Task list:
(a) In the article about Springsteen's Jeep Super Bowl ad, which ad agency wrote the script?
(b) Pick up the article about Springsteen's Jeep Super Bowl ad after its final sentence and carry it on.

Text to read:
** Begin **
‘We Need the Middle': Springsteen Urges Unity in Jeep 2021 Super Bowl Ad

The ad ends with the tagline, “To The ReUnited States of America”

Bruce Springsteen stars and narrates a two-minute Super Bowl ad called “The Middle” for Jeep.
Jeep

Jeep starred iconic singer Bruce Springsteen in his first ever ad promoting the idea of unity. The ad shows scenes of middle America, including a small chapel in Lebanon, Kansas, near the geographic center of the country. Springsteen visits the chapel and lights a candle.

“It’s no secret the middle has been a hard place to get to lately. Between red and blue. Between servant and citizen. Between our freedom and our fear,” Springsteen intones, adding “we need the middle.”

"We just have to remember the very soil we stand on is common ground, so we can get there," Springsteen continues. "We can make it to the mountaintop through the desert, and we will cross this divide. Our light has always found its way through the darkness. And there's hope on the road up ahead," Springsteen says.

The ad ends with the tagline, “To The ReUnited States of America.”

Springsteen scored the ad and contributed to adapting the script, which is from Michigan ad agency Doner.

The ad echoed, without explicitly mentioning, President Joe Biden’s calls to summon American resilience and unity to confront the nation’s deep divisions. Springsteen also performed remotely at the prime-time celebration following Biden’s inauguration last month.
** End **
Information given:
** Begin **
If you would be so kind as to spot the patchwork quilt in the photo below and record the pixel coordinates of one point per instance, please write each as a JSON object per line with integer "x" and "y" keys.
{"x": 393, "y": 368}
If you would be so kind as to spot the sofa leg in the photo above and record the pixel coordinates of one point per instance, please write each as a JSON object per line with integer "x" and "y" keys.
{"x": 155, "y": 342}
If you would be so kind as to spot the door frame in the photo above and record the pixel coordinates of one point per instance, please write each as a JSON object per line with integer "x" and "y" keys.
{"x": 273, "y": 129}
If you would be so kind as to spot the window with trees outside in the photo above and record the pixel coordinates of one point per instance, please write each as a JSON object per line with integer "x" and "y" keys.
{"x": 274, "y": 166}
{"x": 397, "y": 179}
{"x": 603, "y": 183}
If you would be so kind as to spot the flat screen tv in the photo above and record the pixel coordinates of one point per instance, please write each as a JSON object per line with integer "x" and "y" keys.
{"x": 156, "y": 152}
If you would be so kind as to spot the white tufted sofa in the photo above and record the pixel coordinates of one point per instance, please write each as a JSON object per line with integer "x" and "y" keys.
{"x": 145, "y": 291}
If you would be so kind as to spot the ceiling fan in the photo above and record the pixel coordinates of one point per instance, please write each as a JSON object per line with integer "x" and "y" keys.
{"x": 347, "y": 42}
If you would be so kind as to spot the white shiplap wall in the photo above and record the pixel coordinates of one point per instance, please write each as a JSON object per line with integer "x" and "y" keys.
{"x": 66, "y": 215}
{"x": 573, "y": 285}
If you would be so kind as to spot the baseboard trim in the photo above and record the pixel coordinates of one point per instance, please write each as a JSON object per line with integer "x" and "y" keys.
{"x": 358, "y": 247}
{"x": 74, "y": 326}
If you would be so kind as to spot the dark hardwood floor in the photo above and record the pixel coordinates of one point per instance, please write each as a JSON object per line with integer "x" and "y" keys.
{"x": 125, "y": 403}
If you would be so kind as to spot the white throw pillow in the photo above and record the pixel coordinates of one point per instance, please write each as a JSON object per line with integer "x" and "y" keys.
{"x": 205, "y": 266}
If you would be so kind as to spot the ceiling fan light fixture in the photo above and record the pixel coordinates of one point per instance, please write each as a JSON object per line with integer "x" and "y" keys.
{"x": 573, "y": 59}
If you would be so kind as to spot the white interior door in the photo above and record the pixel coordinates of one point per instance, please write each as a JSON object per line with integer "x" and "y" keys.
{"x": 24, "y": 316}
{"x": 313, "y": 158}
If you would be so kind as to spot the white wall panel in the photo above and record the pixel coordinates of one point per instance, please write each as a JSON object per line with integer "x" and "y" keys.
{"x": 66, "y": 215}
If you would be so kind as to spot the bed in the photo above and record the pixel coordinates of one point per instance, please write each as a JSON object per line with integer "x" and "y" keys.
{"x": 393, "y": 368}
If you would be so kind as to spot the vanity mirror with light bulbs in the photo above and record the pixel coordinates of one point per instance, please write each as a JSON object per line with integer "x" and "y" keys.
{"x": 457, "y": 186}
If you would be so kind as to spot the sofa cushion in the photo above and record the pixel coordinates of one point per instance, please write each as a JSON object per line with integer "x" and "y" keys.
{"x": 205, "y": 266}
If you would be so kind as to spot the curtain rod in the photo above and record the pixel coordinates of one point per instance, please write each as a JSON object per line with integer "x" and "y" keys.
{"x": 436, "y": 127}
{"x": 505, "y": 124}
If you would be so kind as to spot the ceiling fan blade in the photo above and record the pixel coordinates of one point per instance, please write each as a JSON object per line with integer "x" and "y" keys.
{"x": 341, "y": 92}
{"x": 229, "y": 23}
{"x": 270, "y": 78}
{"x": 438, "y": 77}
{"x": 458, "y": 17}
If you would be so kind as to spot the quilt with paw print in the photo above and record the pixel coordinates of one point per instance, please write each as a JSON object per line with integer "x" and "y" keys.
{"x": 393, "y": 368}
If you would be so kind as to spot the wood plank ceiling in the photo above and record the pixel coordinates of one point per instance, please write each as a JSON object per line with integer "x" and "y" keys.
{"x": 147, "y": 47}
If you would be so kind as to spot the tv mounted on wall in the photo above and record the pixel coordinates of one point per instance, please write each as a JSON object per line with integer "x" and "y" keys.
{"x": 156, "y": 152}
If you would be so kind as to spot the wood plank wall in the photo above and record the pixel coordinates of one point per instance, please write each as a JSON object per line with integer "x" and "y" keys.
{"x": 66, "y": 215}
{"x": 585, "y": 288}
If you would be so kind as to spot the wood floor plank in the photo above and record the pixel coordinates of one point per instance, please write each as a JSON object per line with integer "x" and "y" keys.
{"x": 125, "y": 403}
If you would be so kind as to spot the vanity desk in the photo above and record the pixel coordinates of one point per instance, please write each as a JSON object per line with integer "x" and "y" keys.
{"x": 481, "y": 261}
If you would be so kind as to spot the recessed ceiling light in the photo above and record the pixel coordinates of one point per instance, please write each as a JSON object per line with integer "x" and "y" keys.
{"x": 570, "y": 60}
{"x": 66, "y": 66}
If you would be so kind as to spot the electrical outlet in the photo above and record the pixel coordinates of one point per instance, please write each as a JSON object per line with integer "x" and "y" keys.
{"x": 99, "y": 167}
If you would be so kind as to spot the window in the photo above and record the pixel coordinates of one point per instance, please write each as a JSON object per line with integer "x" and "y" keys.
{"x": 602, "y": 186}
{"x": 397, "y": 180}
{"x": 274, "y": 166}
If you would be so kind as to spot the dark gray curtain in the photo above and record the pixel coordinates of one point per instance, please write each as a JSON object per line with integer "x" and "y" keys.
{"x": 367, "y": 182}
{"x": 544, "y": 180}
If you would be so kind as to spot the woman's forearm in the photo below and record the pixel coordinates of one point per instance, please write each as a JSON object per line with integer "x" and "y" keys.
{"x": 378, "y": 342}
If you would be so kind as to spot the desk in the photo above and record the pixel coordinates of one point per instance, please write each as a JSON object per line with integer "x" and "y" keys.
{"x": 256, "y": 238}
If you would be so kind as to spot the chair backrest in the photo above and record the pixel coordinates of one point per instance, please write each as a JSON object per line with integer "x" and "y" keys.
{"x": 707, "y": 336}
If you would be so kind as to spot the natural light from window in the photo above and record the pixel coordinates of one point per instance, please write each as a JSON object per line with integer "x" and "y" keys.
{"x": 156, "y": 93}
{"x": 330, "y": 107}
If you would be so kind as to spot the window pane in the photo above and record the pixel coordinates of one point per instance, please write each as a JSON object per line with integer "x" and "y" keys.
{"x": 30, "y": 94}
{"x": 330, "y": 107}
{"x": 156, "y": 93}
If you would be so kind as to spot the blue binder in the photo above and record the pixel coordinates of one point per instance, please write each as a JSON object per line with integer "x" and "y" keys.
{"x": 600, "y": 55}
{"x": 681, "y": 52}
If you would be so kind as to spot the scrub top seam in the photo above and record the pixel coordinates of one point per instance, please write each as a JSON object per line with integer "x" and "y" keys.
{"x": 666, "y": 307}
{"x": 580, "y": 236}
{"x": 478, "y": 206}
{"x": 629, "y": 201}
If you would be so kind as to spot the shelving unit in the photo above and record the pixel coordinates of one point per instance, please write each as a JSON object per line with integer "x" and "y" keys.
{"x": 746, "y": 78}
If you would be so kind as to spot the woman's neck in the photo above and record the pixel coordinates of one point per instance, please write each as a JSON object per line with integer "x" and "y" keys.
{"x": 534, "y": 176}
** End **
Final results:
(a) Doner, an ad agency in Michigan.

(b)
In an interview with the AP, Fiat Chrysler chief marketing officer Olivier Francois said the company had more light hearted ads in place to run during its two minutes of air time during the game, but in January they heard that -- after years of asking whether Springsteen would be interested in doing a FCA commercial -- Springsteen was on board with the “Road Ahead” concept. So they shot it in one 12-hour day last Sunday and edited it throughout the week.

FCA is known for creating iconic Super Bowl ads such as “Imported in Detroit” in 2011 that featured Eminem talking about the toughness of his home city and last year’s hit ad that remade “Groundhog’s Day” With Bill Murray. But not all FCA ads have been successes. In 2018, an ad for Ram Trucks that quoted a Martin Luther King Jr. speech on the 50th anniversary of his death was widely criticized for seemingly commercializing the civil rights icon.

During a year when most advertisers shunned the serious for a light hearted tone, Olivier said it was worth taking the risk on a serious ad in order to create a “healing” commercial that will be remembered long after the game.

“There’s a divide and Bruce wants to do one thing, speak to the common ground,” he said. “It doesn’t take a stand, left or right, blue or red, the only stand it takes is the middle.”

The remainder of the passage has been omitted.